(Records)
## BEGIN
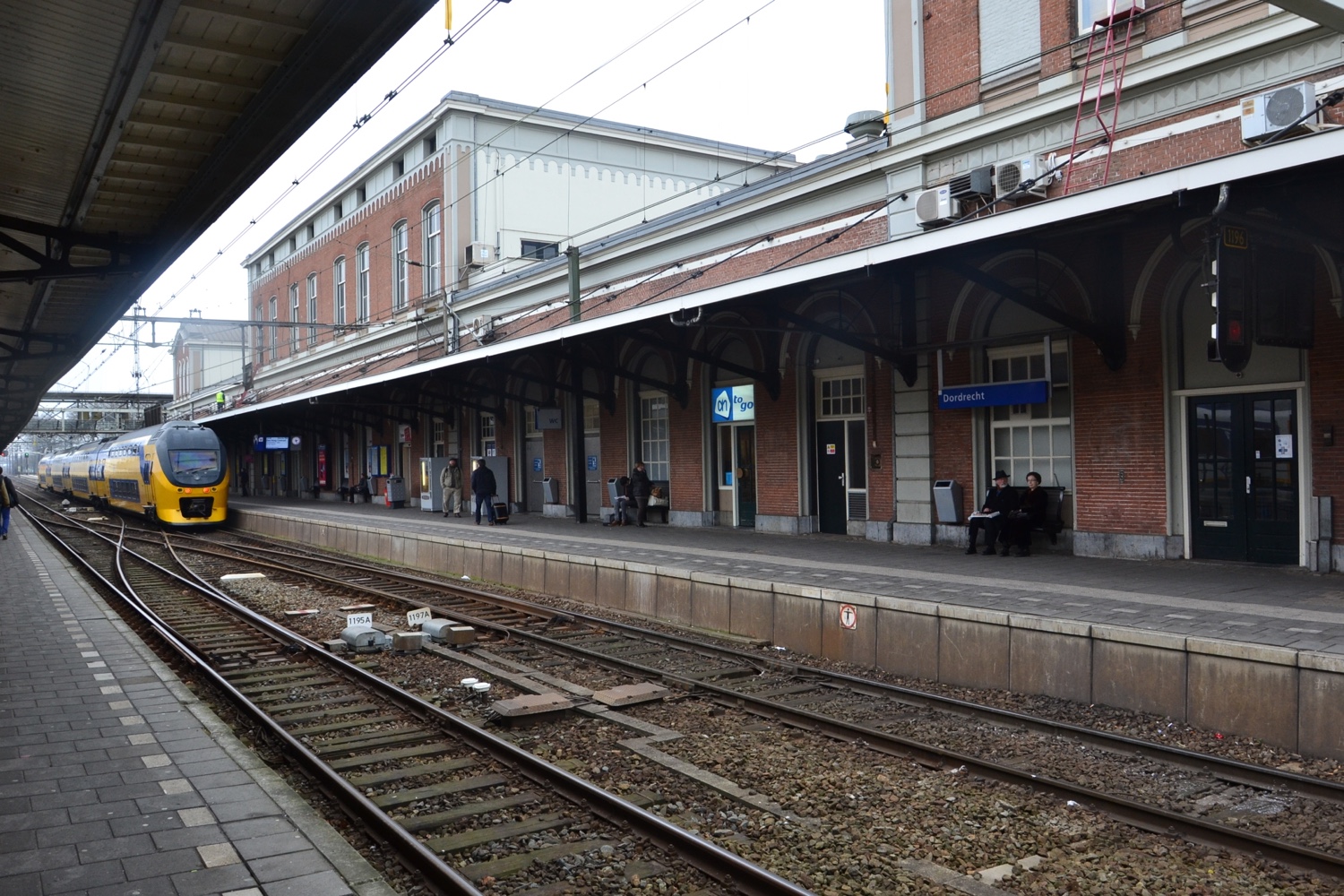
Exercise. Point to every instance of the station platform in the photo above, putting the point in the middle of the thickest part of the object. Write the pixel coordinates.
(116, 780)
(1253, 603)
(1246, 649)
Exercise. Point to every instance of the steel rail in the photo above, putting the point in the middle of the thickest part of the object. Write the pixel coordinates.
(1131, 812)
(710, 858)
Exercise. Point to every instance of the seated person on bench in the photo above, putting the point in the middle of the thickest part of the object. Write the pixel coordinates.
(994, 512)
(1030, 513)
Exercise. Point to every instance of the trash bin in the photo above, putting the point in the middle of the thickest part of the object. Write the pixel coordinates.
(946, 500)
(395, 492)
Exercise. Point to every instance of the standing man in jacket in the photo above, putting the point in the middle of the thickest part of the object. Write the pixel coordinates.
(451, 479)
(483, 487)
(8, 498)
(640, 487)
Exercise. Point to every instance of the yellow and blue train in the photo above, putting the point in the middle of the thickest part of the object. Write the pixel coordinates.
(175, 473)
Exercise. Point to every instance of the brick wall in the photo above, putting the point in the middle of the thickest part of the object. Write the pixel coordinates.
(951, 56)
(1327, 405)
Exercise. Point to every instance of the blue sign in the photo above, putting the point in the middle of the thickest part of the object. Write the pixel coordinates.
(994, 394)
(733, 403)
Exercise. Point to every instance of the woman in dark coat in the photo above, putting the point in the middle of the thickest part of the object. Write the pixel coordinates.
(483, 489)
(640, 489)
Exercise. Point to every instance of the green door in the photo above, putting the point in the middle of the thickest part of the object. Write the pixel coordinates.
(1244, 477)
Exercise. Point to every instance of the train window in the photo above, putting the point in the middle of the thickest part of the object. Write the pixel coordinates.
(194, 465)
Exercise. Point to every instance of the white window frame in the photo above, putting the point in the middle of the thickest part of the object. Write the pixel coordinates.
(312, 308)
(339, 290)
(293, 317)
(362, 284)
(401, 266)
(489, 445)
(433, 249)
(656, 435)
(1027, 437)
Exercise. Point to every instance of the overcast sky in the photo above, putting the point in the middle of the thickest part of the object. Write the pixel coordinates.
(771, 74)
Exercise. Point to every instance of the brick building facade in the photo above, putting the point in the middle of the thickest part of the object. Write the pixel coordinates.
(855, 296)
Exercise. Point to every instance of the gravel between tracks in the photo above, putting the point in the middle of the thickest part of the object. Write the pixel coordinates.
(859, 818)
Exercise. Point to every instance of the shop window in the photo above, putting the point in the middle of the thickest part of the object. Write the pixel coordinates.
(653, 437)
(1034, 437)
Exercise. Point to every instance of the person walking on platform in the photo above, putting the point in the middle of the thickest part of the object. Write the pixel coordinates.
(451, 479)
(640, 489)
(8, 498)
(484, 487)
(994, 512)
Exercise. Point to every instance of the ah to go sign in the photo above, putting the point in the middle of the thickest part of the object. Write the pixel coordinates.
(734, 403)
(994, 394)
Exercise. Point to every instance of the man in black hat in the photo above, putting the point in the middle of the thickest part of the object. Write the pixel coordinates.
(994, 513)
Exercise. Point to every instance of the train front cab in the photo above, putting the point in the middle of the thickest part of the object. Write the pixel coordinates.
(188, 477)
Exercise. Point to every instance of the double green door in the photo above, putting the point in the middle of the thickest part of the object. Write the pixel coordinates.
(1244, 454)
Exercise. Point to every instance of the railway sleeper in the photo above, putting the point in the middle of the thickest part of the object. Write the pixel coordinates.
(306, 731)
(389, 775)
(472, 839)
(416, 823)
(441, 788)
(511, 866)
(344, 745)
(390, 755)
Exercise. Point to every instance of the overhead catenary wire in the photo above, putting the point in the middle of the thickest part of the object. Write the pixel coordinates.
(672, 198)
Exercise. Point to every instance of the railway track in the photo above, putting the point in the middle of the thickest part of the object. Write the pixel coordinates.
(1152, 786)
(486, 810)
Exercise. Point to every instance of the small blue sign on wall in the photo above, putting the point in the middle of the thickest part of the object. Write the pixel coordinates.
(733, 403)
(994, 394)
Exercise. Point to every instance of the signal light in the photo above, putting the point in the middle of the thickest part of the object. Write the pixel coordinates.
(1230, 295)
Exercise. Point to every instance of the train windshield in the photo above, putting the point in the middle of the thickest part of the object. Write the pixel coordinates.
(194, 465)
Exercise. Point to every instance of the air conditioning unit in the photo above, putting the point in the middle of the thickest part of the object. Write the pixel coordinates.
(478, 254)
(1010, 177)
(937, 207)
(484, 330)
(1268, 113)
(978, 182)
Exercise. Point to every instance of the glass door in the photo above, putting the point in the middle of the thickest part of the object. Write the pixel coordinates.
(1244, 477)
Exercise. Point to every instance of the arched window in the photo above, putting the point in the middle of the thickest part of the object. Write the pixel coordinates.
(400, 266)
(293, 317)
(433, 250)
(339, 290)
(312, 308)
(362, 284)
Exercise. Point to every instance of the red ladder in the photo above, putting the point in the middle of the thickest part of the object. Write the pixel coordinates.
## END
(Your objective) Rewrite all of the material above, replacing "thickest part" with "widest part" wherever it occurs and changing nothing else. Leave the pictures out.

(Written reply)
Exercise. Point to every instance of the station platform in the photo above, putting the point in the middle of the widest part of the object. Write the pixel coordinates.
(116, 780)
(1253, 603)
(1246, 649)
Exercise. Point to every instance of the steel rail in the photo above, putting the point in the middle of the widest part of the object. Write the pixel coordinates.
(1131, 812)
(710, 858)
Exercise. Point to every instance of the seated person on bench in the photo above, putting the point in the middle of the widest part of the object. Write the pixel coordinates.
(994, 512)
(1030, 513)
Exercise. Point to every instance of the trash bin in the photo above, putting the point in the middle of the widest part of the object. Write the pixel coordinates.
(946, 500)
(395, 492)
Exercise. Point to every instance of the standing man in jacket in the photo above, putting the point in the middle of the widest part of the object. Write the pixel coordinates.
(451, 479)
(483, 487)
(8, 498)
(640, 487)
Exercise. Point to every instance of the yellow and blue train in the photo above, putting the point in the middle of the widest part of the object. Write the pixel coordinates.
(175, 473)
Exercise. Point to every instance of the brick wall in the photo above, putting the point in the middle of the widest part of the object. Write the pixel coordinates.
(951, 56)
(1327, 405)
Exercise. Point to every instance of the blue sign in the photo above, putting the point in the middle of the widest part of the object. Write the pixel coordinates.
(994, 394)
(733, 403)
Exercise. Point to every instance of the woman in dark coat in the photo above, putting the point in the middle of the widest part of the object. Write the pixel coordinates.
(483, 489)
(640, 489)
Exercise. Point to every instance of the green door in the photo above, putting the point in the middle of the widest part of the object. Write the pixel coordinates.
(1244, 477)
Exercise. Point to every instance of the train window in the photo above, putting the point in the middle of the widest part of the object. Write the pixel coordinates.
(194, 465)
Exercise. Point to every instance of the white window frame in the photo above, putting the point in the middle of the widest part of the object. Write the pixel coordinates.
(312, 308)
(339, 290)
(293, 317)
(362, 284)
(401, 266)
(489, 445)
(433, 249)
(656, 435)
(1027, 437)
Exercise. Point to every instance of the overcast sky in the photo above, putting the point in the middle of the widest part of the object. Write the pixel coordinates.
(771, 74)
Exercise. Point to every instance of the brick building facade in the photo above, putting the point in the middle of the widest part of the object. Write the pixel coordinates.
(855, 296)
Exercise. Point to every instance of the gravel between tracks in the photo above, putting the point in the middle of the widest part of the object. Write the pixel coordinates.
(859, 818)
Exercise. Point to every instance of the shop window in the photo above, putting the point in the middle of the widest part of the object. Write the pixel coordinates.
(653, 437)
(1034, 437)
Exercise. Point to every instance of the person walking on platform in the photo above, putting the point in the middle of the widest part of the object. Write the pixel coordinates.
(451, 479)
(640, 489)
(8, 498)
(484, 487)
(994, 512)
Exercise. Point to every instance of the ah to go sign in the photo above, putting the point in the middle of the widest part of the object. Write the pixel coordinates.
(734, 403)
(994, 394)
Exercise. Point to every instance of the man in black hat in the photo above, putting the point in the middle of the widest part of the object. Write the pixel coordinates.
(994, 513)
Exercise. Point to every instance of the train front cab in the photo above, putting the point in the middle of the widest part of the object. Write the pixel coordinates.
(188, 477)
Exercise. Point to every instance of the double green door in the photo above, putting the point in the middle of the widest part of the object. Write the pixel coordinates.
(1244, 454)
Exercise. Point to every instance of the railway sleeper in the photo above, putting the point in the middle of the widest part of the object. Write the pixel coordinates.
(306, 731)
(389, 775)
(472, 839)
(416, 823)
(441, 788)
(511, 866)
(344, 745)
(390, 755)
Exercise. Point to every instance of the overhead catenary wire in the photo above, putting the point in the middle of the widest part of the object. Write the pixel coordinates.
(672, 198)
Exercise. Point to every instance of the railway track in the photo above, putting the point in the middle of the widest part of the object. Write the pixel coordinates.
(1152, 786)
(486, 810)
Exercise. Point to every instance of the small blue sign on wall in the photo above, putting the point in the middle of the widest part of the object. Write the pixel coordinates.
(733, 403)
(994, 394)
Exercise. Point to every instance of the signal light in the photo above, putting the point in the middle of the widest part of the object. Write the pixel coordinates.
(1230, 295)
Exercise. Point to every instance of the train windshield in the photo above, putting the point in the middle of the widest part of the object. Write the pixel coordinates.
(194, 465)
Exercise. Point to every instance of the air conditioning unit in the photo above, putting the point in the middle of the widest part of the object. Write the pixel coordinates.
(478, 254)
(1010, 177)
(937, 207)
(484, 330)
(1268, 113)
(978, 182)
Exercise. Point to every instance of the glass door in the photo above, putting the point in the middle of the widest part of the object. Write the pixel coordinates.
(1244, 477)
Exercise. Point to every instance of the arched window in the photo above, putting the point in the middle of the widest part of the object. Write the pixel coordinates.
(400, 266)
(293, 317)
(433, 250)
(339, 290)
(312, 308)
(362, 284)
Exercise. Point to every instance of the red ladder in the photo above, putting the point in the middle of the widest part of the object. Write the pixel coordinates.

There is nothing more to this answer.